- [EXCERPT]:
-- BEGIN --

Displays the heatmap visualization

Return type:

None

Raises:
  • ValueError – If heatmap_type is not supported or no suitable data found.

  • KeyError – If specified column(s) don’t exist in the DataFrame.

Example

>>> import pandas as pd
>>> import edaflow
>>>
>>> # Create sample data
>>> df = pd.DataFrame({
...     'age': [25, 30, 28, 35, 32, 29, 31, 33],
...     'income': [50000, 55000, 48000, 62000, 51000, 45000, 53000, 49000],
...     'score': [85, 90, 78, 92, 88, 95, 81, 87],
...     'category': ['A', 'B', 'A', 'C', 'B', 'A', 'C', 'B']
... })

-- END --

- [TO-DO LIST]:
1) Reproduce verbatim the portion of the heatmap documentation that opens with the words containing "Displays the heatmap" and closes with "in the DataFrame.".
2) Write the next part of the heatmap documentation, picking up directly after its final line.

- [SUPPLIED INFORMATION]:
-- BEGIN --

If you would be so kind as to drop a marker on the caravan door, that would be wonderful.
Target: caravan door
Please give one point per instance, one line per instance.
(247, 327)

-- END --

- [ANSWERS GIVEN]:
1)
Displays the heatmap visualization

Return type:

None

Raises:
  • ValueError – If heatmap_type is not supported or no suitable data found.

  • KeyError – If specified column(s) don’t exist in the DataFrame.

2)
>>>
>>> # Correlation heatmap (default)
>>> edaflow.visualize_heatmap(df)
>>>
>>> # Missing data pattern heatmap
>>> edaflow.visualize_heatmap(df, heatmap_type="missing")
>>>
>>> # Custom styling
>>> edaflow.visualize_heatmap(
...     df,
...     heatmap_type="correlation",
...     method="spearman",
...     cmap="viridis",
...     title="Spearman Correlation Analysis"
... )